> **WHAT THE TASK ASKS**
Carry on the letter criticizing the FSA over PI cover, picking up right after its final sentence.

> **ARTICLE**
Julian Stevens WDS IFAs Kingswood, Bristol. Dear Sir, If proof were needed that the FSA func...
If proof were needed that the FSA functions on a different planet from the industry itself, then it must surely be its proclamations on the issue of PI cover in Investment Week on 16 June.
On the one hand, we have AIFA and Sofa who represent intermediaries and who, one may reasonably presume, are in regular contact with a broad spectrum of the intermediary market, saying that 'the experience of their members indicates the situation ... is getting worse'.
Yet David Kenmir, sitting in his ivory tower at Canary Wharf who has, one may presume, little if any direct contact with intermediaries, says 'the situation looks to be improving.' Looks to whom? And on what evidence?
The evidence that more than 80% of intermediary firms requiring PI cover were unable to obtain it during May?
If this is Kenmir's idea of an improvement, then it must be an extremely small improvement on what any ordinary observer would be hard pressed to describe as anything other than a crisis about as full blown as they get.
It would be interesting to know on what basis Kenmir feels it appropriate to make such a statement. As for Gill Cardy's resentment of being pushed towards joining a network whose services she has no intention of using, I suggest that, before writing them off as unworthy of consideration, she ought perhaps to research just what's available and acquaint herself with just what those services might be.

> **DATA EXTRACT**
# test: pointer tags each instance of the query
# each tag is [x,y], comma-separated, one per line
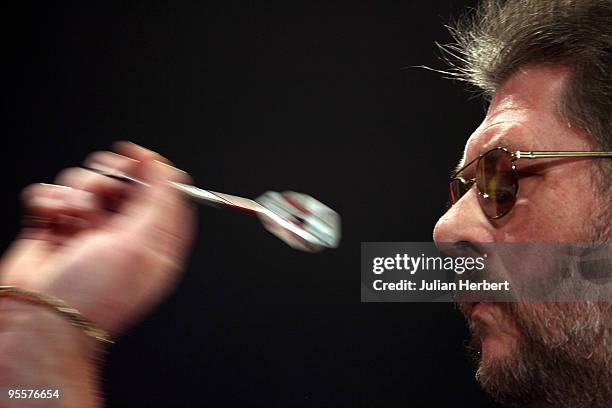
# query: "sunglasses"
[497,177]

> **SOLVED EXERCISE**
Or is she of the opinion that her technical knowledge and research capabilities are so wide-ranging and so up to the minute that she never has any need at all to lean on the expertise of others?
The way the industry is these days, you have to run just to keep up, let alone stay ahead and we can all do with a helping hand from time to time.
Furthermore, it may be helpful to correct two fundamental misconceptions she seems to have.
Firstly, joining a network does not mean giving up your independence. Provided you join the right one, of course, it is more like joining a club which provides ongoing supervisory guidance to no greater extent than that stipulated by the FSA.
Secondly, nor does it mean being forced to run your business the way somebody else does it. That certainly isn't the way things are with the network of which we are members. Though it would be disingenuous to claim that we have never had the odd minor run-in with our network, I firmly believe we are a better run and thus safer and more secure small practice than would otherwise be the case if we were rowing our small boat alone on the high seas tossed carelessly by the relentless storms of regulation.
Don't knock it 'til you've tried it.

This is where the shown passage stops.